* WORK TO COMPLETE *
Format the records below as a numbered list, one line per item, and omit any blank lines.
_____
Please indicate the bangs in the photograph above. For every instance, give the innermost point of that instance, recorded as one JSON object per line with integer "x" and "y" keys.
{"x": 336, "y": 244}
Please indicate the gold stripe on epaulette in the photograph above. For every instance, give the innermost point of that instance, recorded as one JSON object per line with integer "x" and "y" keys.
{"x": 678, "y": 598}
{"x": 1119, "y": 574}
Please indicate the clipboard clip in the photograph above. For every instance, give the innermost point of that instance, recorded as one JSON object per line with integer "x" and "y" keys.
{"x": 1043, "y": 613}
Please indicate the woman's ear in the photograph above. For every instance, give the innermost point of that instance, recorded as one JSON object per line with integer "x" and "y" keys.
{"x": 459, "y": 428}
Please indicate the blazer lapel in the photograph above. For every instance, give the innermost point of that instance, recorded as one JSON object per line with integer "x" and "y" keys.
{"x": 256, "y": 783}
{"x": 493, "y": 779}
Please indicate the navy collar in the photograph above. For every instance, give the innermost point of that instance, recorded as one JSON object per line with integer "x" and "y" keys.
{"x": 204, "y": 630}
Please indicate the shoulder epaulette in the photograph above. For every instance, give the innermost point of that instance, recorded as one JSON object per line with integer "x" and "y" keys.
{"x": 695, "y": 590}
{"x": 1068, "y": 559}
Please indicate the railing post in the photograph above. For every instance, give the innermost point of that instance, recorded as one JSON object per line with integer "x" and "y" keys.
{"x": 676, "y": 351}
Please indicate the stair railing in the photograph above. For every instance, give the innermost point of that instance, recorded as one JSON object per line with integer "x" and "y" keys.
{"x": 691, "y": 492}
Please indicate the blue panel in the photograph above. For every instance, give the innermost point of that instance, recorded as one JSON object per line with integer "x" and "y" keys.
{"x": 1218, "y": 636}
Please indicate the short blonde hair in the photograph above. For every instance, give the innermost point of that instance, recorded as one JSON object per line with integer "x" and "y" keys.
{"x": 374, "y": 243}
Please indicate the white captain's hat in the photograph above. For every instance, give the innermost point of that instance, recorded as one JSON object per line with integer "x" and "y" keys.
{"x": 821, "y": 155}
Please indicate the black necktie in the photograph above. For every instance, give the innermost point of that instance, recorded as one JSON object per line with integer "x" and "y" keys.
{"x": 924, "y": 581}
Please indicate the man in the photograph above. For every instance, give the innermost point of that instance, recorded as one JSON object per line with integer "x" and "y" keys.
_____
* FULL ANSWER *
1. Please indicate the bangs in the photograph above. For every instance, give the innermost point of that instance, recorded as one JSON object per line with integer "x" and "y" keys.
2. {"x": 336, "y": 244}
3. Please indicate the gold stripe on epaulette in the photograph above. For every instance, give the innermost point of that instance, recorded as one JSON object per line with integer "x" and "y" keys.
4. {"x": 678, "y": 598}
5. {"x": 1119, "y": 574}
6. Please indicate the clipboard clip in the photograph above. For every instance, give the innermost point of that instance, recorded as one JSON object per line with integer "x" and "y" keys.
7. {"x": 1043, "y": 613}
8. Please indicate the woman's ear in the photograph above. For every instance, give the innermost point of that instance, recorded as one JSON object per line with integer "x" and "y" keys.
9. {"x": 459, "y": 428}
10. Please indicate the blazer lapel in the photograph above. For every instance, give the innermost point of that instance, recorded as one JSON object per line with integer "x" and "y" keys.
11. {"x": 256, "y": 783}
12. {"x": 493, "y": 779}
13. Please indicate the navy collar in the photograph above. For every instance, give the innermost point of that instance, recorded as one JSON object per line with integer "x" and "y" keys.
14. {"x": 204, "y": 630}
15. Please indicate the shoulder epaulette in the photograph above. For every instance, give the innermost point of that instance, recorded as one JSON object per line with integer "x" and "y" keys.
16. {"x": 695, "y": 590}
17. {"x": 1068, "y": 559}
18. Please indicate the railing post in the photograph above. For every instance, give the innermost point of that instance, recorded as one JSON object per line with integer "x" and "y" keys.
19. {"x": 676, "y": 351}
20. Please indicate the stair railing in the photograph above. For every instance, give the innermost point of that instance, recorded as one JSON object per line with integer "x" and "y" keys.
21. {"x": 691, "y": 492}
22. Please indicate the blue panel in the photograph above. For every instance, give the innermost point of that instance, recorded as one JSON object per line with integer "x" and "y" keys.
23. {"x": 1218, "y": 636}
24. Please indicate the short blonde hair in the photograph above. For every instance, give the innermost point of that instance, recorded as one JSON object per line with integer "x" and "y" keys.
25. {"x": 374, "y": 243}
26. Please indicate the white captain's hat in the photograph above. For every instance, give the innermost point of that instance, recorded as one JSON object per line with integer "x" and "y" keys.
27. {"x": 821, "y": 155}
28. Please indicate the black necktie in the photograph above. For every instance, give the innermost point of that instance, recorded as one JSON object per line with integer "x" and "y" keys.
29. {"x": 924, "y": 581}
30. Please indicate the man in the photograph above. For every instance, give the innermost point of that instance, recorded as one JSON object per line with integer "x" and "y" keys.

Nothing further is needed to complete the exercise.